— Begin GIVEN TEXT —
By default, the following Attributes are available:

  • WEIGHT_DELTAS

  • INTERVENTIONS

  • MANIPULATED_LAYERS

If you want to define your own additional Keyword-Arguments, you can do so by adding the attribute’s name to the Enum Attributes and defining a retrieval function in the class MetricParameters in MetricItem.py.

class Attributes(Enum):
    WEIGHT_DELTAS = auto()
    INTERVENTIONS = auto()
    MANIPULATED_LAYERS = auto()


class MetricParameters:
    def __init__(self, metric):
        """
        Collector of all additionally needed Parameters of a Metric.

        To define a new Parameter:
        * Add descriptor to Attributes-Enum
        * Add getter-Function to self.parameters_retrieval_functions

        To use a Parameter in a Metric:
        * Call self.parameters.need_parameter(ATTRIBUTE)
        * Obtain Parameter via Keyword-Parameter
        """
        self.metric = metric

        self.returned_parameters = []

        self.parameters_retrieval_functions = {
            Attributes.WEIGHT_DELTAS: lambda: self.metric.controller.get_weight_deltas(
                layers=self.metric.controller.get_manipulated_layers()
            ),
            Attributes.INTERVENTIONS: lambda: self.metric.controller.interventions,
            Attributes.MANIPULATED_LAYERS: self.metric.controller.get_manipulated_layers
        }
— End GIVEN TEXT —
— Begin DATA TO PROCESS —
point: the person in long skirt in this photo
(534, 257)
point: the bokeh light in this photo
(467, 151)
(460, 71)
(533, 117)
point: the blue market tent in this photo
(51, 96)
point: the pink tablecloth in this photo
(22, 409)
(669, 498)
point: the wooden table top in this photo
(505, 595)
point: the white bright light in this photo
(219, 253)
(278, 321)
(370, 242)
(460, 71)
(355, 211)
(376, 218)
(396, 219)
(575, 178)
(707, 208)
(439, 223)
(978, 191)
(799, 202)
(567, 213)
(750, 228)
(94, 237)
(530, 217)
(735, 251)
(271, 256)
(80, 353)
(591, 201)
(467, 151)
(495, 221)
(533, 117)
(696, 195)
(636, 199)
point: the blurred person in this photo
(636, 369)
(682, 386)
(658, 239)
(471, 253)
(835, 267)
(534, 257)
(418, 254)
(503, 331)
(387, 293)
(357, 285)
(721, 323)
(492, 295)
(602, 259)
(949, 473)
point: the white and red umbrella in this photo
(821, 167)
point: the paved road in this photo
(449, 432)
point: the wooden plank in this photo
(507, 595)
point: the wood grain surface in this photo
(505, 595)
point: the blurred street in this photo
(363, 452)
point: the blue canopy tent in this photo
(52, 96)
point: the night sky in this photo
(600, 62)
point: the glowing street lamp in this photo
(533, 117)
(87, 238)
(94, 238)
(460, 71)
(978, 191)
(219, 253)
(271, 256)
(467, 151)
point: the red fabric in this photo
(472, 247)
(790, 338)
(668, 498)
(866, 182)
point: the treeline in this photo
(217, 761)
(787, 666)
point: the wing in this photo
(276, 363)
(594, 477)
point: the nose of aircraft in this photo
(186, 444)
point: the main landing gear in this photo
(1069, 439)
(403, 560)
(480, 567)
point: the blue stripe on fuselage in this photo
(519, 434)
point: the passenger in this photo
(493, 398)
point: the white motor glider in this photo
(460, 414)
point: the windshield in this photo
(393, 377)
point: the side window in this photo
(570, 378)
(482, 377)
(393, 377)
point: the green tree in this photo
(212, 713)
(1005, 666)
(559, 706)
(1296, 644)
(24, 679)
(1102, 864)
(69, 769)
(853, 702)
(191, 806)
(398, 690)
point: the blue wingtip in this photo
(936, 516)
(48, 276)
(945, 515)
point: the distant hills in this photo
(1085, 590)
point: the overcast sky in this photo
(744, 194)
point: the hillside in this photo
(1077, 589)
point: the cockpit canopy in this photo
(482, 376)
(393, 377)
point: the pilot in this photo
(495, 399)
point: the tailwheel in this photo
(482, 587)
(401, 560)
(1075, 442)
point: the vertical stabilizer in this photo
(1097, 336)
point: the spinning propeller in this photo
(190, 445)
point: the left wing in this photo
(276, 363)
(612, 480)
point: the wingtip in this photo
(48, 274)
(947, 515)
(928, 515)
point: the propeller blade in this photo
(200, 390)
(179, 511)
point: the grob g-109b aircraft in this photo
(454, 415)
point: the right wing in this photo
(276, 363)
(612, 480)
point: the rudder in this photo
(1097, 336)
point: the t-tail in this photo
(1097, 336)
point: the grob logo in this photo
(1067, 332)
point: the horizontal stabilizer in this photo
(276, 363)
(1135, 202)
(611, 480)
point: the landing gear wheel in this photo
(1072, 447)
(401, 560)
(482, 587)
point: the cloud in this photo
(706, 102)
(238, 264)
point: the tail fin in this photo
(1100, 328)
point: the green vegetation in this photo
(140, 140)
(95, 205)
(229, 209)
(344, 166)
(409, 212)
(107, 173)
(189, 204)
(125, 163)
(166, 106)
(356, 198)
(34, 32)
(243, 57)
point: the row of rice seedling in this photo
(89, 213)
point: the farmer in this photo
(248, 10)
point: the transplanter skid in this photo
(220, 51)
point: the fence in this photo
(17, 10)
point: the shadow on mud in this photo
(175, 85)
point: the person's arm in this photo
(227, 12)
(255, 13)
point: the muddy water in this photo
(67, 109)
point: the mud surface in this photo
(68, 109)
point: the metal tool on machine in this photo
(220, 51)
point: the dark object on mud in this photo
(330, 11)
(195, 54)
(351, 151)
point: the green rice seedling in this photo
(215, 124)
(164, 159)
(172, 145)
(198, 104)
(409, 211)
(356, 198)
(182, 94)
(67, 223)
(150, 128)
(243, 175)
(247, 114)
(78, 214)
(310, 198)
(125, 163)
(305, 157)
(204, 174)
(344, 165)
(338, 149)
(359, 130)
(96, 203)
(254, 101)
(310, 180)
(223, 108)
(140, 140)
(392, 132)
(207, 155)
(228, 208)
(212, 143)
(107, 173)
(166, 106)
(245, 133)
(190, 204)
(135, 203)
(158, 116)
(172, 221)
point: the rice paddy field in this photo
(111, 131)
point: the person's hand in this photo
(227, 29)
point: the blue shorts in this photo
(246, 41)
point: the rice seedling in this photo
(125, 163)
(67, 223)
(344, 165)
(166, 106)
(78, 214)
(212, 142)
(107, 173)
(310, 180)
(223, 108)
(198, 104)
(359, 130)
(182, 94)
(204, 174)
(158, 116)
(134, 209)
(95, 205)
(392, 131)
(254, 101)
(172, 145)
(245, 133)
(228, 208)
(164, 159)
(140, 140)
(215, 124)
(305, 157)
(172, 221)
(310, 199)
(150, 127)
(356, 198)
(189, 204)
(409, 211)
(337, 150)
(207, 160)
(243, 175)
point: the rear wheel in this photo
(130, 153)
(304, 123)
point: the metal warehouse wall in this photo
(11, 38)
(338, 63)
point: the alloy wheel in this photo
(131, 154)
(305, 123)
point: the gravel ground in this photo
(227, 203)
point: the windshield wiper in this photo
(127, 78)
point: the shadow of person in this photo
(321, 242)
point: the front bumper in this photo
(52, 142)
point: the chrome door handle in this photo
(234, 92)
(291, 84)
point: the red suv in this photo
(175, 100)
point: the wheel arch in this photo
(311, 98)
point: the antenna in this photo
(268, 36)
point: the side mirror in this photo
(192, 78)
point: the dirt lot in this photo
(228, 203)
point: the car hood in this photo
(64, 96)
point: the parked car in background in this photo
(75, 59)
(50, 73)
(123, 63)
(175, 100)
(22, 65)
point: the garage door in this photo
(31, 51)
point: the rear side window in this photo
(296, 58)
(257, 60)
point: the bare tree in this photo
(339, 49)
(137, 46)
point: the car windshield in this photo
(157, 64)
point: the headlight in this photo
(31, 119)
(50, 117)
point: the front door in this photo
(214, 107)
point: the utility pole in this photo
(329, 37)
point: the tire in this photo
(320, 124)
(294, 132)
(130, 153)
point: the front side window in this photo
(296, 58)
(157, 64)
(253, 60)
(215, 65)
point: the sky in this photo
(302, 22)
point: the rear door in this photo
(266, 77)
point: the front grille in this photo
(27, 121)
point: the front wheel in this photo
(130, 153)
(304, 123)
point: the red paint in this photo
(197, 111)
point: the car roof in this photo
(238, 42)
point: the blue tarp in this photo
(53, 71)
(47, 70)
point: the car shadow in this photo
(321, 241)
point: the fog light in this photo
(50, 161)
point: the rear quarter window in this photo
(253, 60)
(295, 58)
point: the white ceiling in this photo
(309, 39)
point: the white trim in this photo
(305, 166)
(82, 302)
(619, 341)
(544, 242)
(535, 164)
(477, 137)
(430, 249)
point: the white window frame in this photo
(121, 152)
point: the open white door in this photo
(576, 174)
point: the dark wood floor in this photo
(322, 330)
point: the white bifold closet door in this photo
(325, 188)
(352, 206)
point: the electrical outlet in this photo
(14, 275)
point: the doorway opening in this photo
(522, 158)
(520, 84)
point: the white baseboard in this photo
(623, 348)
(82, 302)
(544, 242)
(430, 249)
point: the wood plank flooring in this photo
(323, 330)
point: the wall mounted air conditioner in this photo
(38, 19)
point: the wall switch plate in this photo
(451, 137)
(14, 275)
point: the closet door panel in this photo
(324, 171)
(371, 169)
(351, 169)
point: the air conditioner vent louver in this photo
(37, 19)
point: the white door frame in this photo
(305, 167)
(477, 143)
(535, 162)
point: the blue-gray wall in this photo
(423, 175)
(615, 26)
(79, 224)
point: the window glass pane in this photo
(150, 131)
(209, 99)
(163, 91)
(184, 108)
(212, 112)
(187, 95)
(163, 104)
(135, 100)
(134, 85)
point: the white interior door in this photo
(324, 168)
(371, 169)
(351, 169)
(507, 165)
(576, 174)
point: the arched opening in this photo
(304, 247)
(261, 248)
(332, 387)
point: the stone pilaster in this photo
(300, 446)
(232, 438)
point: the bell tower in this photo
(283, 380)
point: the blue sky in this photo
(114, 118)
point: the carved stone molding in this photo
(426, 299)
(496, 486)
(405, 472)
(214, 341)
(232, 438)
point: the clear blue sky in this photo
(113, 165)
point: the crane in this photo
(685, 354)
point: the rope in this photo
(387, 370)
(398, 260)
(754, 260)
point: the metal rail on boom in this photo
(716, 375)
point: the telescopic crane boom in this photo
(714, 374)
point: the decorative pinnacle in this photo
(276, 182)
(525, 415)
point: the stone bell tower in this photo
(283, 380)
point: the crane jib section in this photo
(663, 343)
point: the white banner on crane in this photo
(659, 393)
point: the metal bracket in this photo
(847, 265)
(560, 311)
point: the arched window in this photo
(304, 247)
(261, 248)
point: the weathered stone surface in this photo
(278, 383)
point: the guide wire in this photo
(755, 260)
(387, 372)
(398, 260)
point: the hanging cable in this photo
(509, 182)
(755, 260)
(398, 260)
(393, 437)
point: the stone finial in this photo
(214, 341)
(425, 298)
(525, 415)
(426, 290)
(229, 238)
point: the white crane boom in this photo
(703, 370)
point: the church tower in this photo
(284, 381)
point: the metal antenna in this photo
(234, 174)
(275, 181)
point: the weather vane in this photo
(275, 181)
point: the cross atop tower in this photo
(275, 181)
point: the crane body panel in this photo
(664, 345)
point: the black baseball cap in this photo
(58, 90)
— End DATA TO PROCESS —
- [GIVEN REQUEST 1] According to the code excerpt, in which file is the class MetricParameters located?
- [GIVEN REQUEST 2] Report every line of the records that contains the string "plank", with uppercase and lowercase letters treated as different.
The code excerpt and the records have no connection to each other.

- [FULL SOLUTION 1] MetricItem.py

- [FULL SOLUTION 2]
point: the wooden plank in this photo
point: the wood plank flooring in this photo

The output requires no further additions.